● **Task goal**
Rewrite the lines of the listing below as a numbered list with blank lines omitted, starting at the line containing "the white fur" and ending at the line containing "[(437, 255), (437, 319)]". Leave the pictures out of the list.

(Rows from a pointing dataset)
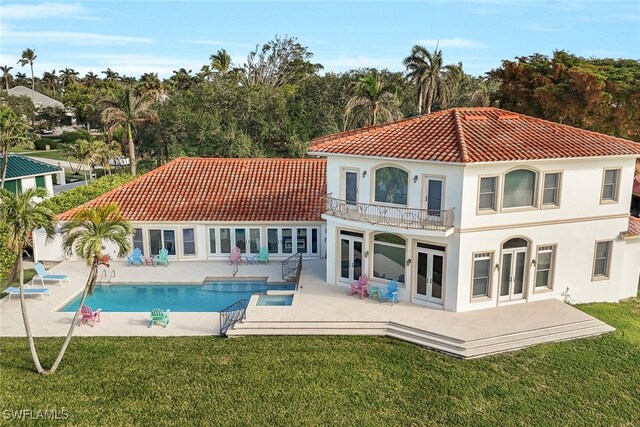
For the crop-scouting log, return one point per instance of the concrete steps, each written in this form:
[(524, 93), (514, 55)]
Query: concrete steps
[(447, 344)]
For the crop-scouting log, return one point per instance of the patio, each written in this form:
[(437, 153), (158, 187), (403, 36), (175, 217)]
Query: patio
[(318, 309)]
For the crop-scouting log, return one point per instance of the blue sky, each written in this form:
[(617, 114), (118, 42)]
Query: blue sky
[(161, 36)]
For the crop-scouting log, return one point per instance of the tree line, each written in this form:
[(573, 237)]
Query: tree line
[(279, 98)]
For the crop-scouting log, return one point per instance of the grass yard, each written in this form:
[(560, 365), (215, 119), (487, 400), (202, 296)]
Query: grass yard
[(332, 381)]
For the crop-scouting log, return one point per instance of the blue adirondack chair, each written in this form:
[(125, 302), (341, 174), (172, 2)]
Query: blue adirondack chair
[(135, 258), (390, 292), (158, 315), (263, 256), (162, 258)]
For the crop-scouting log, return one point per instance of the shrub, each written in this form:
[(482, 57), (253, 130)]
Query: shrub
[(40, 144), (72, 137), (82, 194)]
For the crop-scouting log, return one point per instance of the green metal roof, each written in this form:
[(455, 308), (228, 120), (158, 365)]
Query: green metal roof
[(20, 166)]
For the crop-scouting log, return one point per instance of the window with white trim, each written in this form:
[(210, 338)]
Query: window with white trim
[(610, 185), (481, 286), (551, 189), (519, 189), (544, 267), (602, 259), (188, 241), (487, 194)]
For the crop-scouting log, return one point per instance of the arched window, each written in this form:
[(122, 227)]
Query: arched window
[(389, 255), (519, 189), (391, 185)]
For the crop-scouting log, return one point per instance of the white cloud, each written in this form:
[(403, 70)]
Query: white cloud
[(31, 11), (223, 44), (344, 63), (69, 37), (453, 43), (544, 28)]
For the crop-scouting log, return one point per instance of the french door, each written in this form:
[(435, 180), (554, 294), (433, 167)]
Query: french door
[(512, 277), (430, 274), (350, 257)]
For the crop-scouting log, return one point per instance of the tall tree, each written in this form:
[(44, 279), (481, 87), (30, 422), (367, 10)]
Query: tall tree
[(67, 76), (436, 82), (22, 215), (28, 57), (13, 131), (128, 112), (372, 101), (86, 235), (6, 75)]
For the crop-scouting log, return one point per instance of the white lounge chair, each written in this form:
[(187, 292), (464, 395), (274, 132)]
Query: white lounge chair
[(43, 274), (27, 291)]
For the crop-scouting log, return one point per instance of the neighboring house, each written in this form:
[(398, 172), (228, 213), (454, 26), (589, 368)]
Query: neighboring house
[(635, 197), (471, 208), (39, 100), (25, 172), (199, 209)]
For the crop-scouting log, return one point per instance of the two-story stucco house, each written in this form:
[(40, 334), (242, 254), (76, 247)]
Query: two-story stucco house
[(471, 208)]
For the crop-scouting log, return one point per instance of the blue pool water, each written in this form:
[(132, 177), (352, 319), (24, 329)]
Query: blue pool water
[(205, 297), (275, 300)]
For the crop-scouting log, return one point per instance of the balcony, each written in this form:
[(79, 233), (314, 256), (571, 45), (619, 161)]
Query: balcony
[(419, 219)]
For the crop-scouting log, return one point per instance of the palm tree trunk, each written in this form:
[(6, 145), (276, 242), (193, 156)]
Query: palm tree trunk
[(25, 319), (90, 281), (132, 154), (5, 161)]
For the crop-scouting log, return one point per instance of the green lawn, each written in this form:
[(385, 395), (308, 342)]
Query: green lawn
[(332, 381)]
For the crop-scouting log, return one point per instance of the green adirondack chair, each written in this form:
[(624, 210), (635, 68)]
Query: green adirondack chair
[(162, 258), (158, 315), (263, 256)]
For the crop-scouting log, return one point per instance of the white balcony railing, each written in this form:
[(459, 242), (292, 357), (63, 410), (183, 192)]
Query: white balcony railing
[(422, 219)]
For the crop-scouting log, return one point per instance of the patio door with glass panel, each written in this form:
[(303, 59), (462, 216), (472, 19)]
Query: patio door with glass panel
[(430, 274), (433, 199), (512, 269), (350, 256)]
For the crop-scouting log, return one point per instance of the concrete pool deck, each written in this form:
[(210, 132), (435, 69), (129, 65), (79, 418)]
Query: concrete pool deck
[(317, 309)]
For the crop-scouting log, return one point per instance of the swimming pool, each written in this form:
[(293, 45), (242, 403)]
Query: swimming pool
[(206, 297)]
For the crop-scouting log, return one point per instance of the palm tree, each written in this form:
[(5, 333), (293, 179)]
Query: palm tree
[(86, 235), (221, 62), (6, 75), (13, 131), (22, 215), (90, 79), (50, 79), (28, 56), (127, 112), (20, 79), (372, 99), (436, 82), (68, 75)]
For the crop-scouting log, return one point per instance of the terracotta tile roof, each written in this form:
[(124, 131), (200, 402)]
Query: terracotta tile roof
[(634, 228), (470, 135), (213, 189)]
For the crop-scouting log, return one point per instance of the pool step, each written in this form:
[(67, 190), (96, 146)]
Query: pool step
[(450, 345)]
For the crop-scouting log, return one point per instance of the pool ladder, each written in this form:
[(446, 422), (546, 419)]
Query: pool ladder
[(111, 275)]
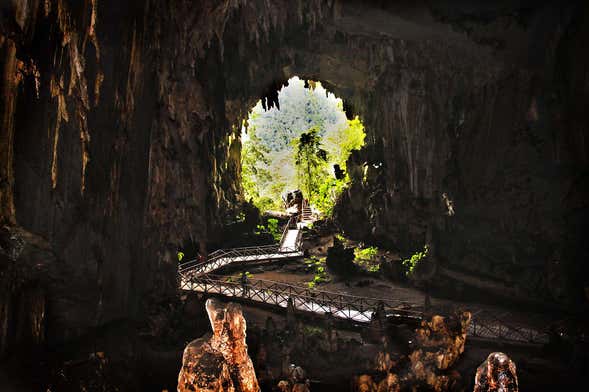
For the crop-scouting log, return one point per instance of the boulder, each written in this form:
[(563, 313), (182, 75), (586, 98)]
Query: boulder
[(219, 361), (496, 373)]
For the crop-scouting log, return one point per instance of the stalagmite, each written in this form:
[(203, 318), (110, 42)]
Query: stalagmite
[(219, 362)]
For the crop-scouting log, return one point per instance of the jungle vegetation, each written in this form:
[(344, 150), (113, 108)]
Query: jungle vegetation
[(303, 145)]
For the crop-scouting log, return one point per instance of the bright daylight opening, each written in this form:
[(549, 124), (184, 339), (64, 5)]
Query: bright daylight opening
[(298, 149)]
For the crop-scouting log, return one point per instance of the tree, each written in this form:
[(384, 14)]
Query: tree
[(270, 147), (310, 160)]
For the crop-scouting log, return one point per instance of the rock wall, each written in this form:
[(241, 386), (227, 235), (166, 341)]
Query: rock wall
[(120, 125)]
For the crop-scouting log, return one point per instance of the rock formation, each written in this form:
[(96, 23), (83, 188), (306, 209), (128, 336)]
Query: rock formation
[(496, 374), (219, 361), (440, 342), (119, 126)]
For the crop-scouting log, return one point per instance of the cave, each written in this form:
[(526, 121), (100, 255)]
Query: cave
[(121, 145)]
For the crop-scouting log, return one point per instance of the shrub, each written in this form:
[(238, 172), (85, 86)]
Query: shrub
[(417, 258), (340, 260)]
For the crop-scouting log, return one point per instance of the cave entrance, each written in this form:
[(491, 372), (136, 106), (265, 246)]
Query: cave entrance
[(301, 143)]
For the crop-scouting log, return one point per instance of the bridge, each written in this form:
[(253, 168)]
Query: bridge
[(197, 276)]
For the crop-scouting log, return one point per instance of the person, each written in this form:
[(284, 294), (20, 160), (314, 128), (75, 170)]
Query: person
[(244, 282)]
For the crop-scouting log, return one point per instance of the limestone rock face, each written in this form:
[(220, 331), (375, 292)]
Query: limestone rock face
[(219, 362), (496, 373), (441, 342)]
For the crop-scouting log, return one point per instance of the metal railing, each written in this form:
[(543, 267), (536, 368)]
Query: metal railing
[(488, 325), (223, 257), (344, 306)]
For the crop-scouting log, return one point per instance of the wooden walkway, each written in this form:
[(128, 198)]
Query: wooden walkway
[(196, 276)]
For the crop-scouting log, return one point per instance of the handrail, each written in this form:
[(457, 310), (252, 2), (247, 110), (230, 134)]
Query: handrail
[(342, 305)]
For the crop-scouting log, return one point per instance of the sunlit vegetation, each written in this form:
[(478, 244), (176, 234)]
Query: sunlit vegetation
[(303, 145), (319, 272), (271, 228), (412, 262), (367, 258)]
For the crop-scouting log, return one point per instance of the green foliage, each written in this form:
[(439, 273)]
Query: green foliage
[(310, 161), (272, 145), (366, 257), (366, 253), (412, 262), (271, 227), (319, 271)]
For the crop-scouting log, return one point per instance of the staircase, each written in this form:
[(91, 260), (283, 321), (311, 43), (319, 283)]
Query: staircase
[(306, 213)]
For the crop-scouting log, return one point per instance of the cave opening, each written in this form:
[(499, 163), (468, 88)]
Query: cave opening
[(298, 145)]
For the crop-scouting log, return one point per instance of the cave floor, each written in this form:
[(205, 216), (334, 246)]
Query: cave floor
[(374, 285)]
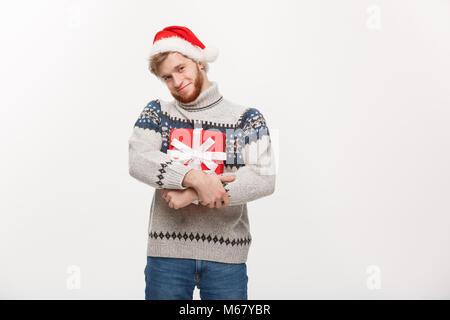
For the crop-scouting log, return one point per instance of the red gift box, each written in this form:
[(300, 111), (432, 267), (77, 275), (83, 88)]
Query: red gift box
[(201, 149)]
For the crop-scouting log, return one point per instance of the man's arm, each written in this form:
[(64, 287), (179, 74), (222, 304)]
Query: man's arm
[(257, 178), (146, 162)]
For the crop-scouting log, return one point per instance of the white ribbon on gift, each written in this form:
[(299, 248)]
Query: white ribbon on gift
[(198, 153)]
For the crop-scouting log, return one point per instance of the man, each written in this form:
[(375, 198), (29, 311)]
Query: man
[(206, 157)]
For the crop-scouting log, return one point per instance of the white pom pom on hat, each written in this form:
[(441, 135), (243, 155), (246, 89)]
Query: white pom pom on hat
[(183, 40)]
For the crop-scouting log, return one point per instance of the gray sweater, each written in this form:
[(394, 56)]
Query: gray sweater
[(197, 231)]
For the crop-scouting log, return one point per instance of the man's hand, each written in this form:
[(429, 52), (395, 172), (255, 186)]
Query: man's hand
[(208, 187), (178, 199)]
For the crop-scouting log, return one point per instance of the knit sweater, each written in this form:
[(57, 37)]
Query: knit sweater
[(197, 231)]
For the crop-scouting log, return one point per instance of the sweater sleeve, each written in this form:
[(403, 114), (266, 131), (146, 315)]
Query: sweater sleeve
[(255, 177), (147, 163)]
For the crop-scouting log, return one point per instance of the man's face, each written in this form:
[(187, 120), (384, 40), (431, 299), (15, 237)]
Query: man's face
[(182, 76)]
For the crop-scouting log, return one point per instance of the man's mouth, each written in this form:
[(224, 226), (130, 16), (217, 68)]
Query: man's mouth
[(183, 87)]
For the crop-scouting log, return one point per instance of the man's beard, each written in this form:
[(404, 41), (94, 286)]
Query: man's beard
[(197, 88)]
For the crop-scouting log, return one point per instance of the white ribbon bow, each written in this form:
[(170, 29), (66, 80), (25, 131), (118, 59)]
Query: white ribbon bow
[(198, 153)]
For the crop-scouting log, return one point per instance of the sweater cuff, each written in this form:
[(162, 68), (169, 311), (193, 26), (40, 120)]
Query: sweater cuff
[(175, 174)]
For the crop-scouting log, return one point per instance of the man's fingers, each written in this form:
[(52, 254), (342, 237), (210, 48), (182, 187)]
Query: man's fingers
[(226, 200)]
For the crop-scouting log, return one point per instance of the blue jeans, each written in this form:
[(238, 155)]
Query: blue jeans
[(176, 278)]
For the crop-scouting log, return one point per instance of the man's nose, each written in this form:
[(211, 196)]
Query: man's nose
[(177, 81)]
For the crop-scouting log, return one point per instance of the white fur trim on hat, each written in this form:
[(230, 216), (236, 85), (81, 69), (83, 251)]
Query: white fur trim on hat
[(209, 54)]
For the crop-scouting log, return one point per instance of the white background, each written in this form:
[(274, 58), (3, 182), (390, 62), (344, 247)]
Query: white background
[(357, 90)]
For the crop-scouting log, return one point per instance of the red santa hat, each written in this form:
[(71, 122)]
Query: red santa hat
[(183, 40)]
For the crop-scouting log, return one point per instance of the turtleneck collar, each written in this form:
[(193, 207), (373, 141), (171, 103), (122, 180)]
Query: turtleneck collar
[(205, 100)]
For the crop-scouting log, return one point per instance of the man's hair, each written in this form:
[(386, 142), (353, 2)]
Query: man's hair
[(155, 61)]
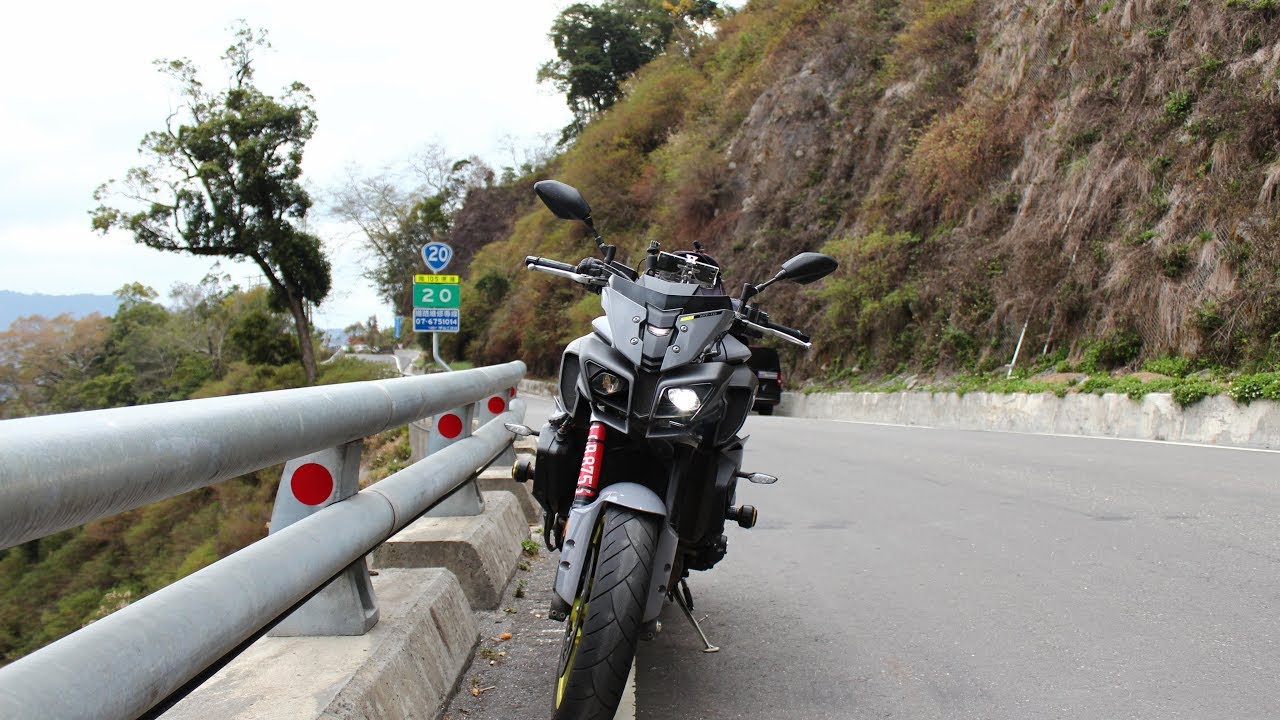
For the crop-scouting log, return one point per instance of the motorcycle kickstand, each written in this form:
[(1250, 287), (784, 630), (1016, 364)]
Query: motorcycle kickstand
[(684, 598)]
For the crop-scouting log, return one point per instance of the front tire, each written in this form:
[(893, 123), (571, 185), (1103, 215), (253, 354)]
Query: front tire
[(604, 621)]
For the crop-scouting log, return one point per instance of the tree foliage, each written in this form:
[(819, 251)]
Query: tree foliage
[(599, 46), (223, 180)]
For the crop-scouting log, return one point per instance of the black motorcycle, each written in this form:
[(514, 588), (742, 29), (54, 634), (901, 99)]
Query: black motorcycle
[(638, 466)]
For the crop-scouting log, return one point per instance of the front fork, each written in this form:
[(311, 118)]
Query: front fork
[(589, 475), (589, 501)]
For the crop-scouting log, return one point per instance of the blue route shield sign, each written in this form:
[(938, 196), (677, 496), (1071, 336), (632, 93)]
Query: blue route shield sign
[(437, 255), (437, 319)]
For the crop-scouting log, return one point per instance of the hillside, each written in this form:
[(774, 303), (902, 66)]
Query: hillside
[(14, 305), (1105, 172)]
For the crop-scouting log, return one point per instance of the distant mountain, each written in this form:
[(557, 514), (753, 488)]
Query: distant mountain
[(14, 305)]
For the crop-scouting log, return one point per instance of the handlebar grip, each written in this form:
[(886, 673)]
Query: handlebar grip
[(791, 332), (547, 263)]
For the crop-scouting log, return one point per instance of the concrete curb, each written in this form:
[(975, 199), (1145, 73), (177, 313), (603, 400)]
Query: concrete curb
[(406, 666), (480, 550)]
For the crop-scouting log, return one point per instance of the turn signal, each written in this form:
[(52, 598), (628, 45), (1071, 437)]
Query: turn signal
[(744, 515)]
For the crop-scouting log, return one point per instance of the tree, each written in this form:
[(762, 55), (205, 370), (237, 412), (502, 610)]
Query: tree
[(208, 310), (599, 46), (224, 181), (40, 356)]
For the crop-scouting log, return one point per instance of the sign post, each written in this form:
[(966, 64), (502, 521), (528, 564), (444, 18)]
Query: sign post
[(437, 304), (437, 301)]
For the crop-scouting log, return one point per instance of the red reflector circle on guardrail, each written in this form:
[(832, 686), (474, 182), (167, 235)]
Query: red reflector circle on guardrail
[(311, 483), (449, 425)]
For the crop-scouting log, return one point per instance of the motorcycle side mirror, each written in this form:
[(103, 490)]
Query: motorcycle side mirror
[(804, 269), (807, 268), (563, 200), (567, 204)]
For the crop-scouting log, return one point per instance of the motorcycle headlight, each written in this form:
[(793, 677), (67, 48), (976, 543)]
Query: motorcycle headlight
[(607, 383), (681, 401)]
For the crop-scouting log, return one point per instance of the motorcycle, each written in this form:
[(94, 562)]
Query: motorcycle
[(638, 466)]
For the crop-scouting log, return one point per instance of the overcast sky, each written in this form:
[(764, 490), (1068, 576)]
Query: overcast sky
[(80, 91)]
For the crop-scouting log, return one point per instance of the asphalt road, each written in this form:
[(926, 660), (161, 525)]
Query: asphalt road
[(917, 573)]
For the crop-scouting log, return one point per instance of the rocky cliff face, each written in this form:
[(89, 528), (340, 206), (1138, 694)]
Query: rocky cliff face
[(1095, 169)]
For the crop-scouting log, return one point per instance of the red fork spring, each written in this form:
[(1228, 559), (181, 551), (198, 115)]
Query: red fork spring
[(593, 456)]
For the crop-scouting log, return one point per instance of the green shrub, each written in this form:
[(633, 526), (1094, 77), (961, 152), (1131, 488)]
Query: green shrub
[(1178, 104), (1262, 386), (1192, 391)]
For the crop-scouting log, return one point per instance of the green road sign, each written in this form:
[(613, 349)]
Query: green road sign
[(437, 295)]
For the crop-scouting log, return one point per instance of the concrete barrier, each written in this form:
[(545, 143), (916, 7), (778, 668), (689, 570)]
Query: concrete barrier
[(1214, 420), (406, 666), (498, 479), (481, 550)]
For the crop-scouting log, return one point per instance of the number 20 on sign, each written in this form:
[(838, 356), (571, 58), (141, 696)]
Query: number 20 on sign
[(435, 291)]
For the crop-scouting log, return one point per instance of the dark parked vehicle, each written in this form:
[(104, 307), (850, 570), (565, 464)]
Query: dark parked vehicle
[(768, 373), (638, 468)]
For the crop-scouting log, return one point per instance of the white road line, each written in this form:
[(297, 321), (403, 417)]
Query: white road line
[(627, 705), (871, 423)]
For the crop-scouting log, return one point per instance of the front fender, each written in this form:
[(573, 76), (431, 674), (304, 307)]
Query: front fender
[(581, 524)]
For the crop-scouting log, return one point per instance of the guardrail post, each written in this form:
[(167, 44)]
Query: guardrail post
[(490, 408), (448, 428), (346, 606)]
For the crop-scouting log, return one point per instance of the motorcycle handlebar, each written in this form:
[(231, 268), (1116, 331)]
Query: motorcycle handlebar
[(791, 332), (548, 263)]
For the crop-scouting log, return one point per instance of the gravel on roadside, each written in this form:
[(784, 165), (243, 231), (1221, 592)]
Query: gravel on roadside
[(512, 673)]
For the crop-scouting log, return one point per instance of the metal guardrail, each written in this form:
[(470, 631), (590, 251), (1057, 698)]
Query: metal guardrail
[(59, 472)]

● **Expected answer**
1. For the crop-scouting log, return one point per instance of the white fur trim on hat, each written in this form:
2. [(230, 216), (236, 85), (81, 69), (83, 251)]
3. Query: white fur trim on hat
4. [(209, 54)]
5. For the crop-scouting log, return one point per instance of the white background, each written in this form:
6. [(274, 58), (3, 182), (390, 62), (344, 247)]
7. Query: white background
8. [(357, 90)]
9. For the crop-scouting log, return one point per instance of the red santa hat, each written in this form:
10. [(71, 122)]
11. Query: red santa hat
12. [(183, 40)]
13. For the crop-scouting log, return one point per instance of the turtleneck collar, each written in this form:
14. [(193, 207), (373, 141), (171, 103), (122, 180)]
15. Query: turtleneck collar
16. [(205, 100)]
17. For the crop-scouting log, return one point per instance of the man's hair, each written in this form:
18. [(386, 142), (353, 2)]
19. Query: man's hair
20. [(155, 61)]
21. For the crop-scouting log, return one point per instance of the motorcycle kickstand, each written in this form:
22. [(1250, 287), (784, 630), (1016, 364)]
23. Query: motorcycle kickstand
24. [(684, 598)]
25. For the crop-scouting log, return one point per instance of the front tire, each written in this form:
26. [(893, 123), (571, 185), (1103, 215), (253, 354)]
27. Query: front tire
28. [(604, 621)]
29. For the crop-scouting log, return one point per instance of the tree foliage, each written in this form:
30. [(819, 251)]
31. Query: tree foliage
32. [(599, 46), (223, 180)]
33. For the crop-scouting log, return one point per instance of the black motorcycle, each written in this form:
34. [(514, 588), (742, 29), (54, 634), (901, 99)]
35. Query: black motorcycle
36. [(638, 466)]
37. For the crop-scouting log, return one point per instance of the front fork, each written in this form:
38. [(311, 118)]
39. Query: front fork
40. [(589, 475), (589, 501)]
41. For the crop-scouting log, return one point per instance of the blue route shield sign, each written in this form:
42. [(938, 196), (677, 496), (1071, 336), (632, 93)]
43. Query: blue route shield sign
44. [(437, 255), (437, 319)]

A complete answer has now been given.